Point annotation data:
====

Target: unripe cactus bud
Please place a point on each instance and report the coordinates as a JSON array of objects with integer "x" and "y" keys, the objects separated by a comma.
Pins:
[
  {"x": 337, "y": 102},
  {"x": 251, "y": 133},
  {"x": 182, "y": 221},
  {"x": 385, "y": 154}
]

====

- Exercise details
Rewrite these lines, substituting "immature" for "unripe" and leaving everything else unchanged.

- Complete answer
Target: immature cactus bud
Please place a point on each instance and report the coordinates as a JSON array of objects with integer "x" and "y" keys, the objects separated by a comma.
Pins:
[
  {"x": 337, "y": 102},
  {"x": 251, "y": 133},
  {"x": 182, "y": 221},
  {"x": 385, "y": 154}
]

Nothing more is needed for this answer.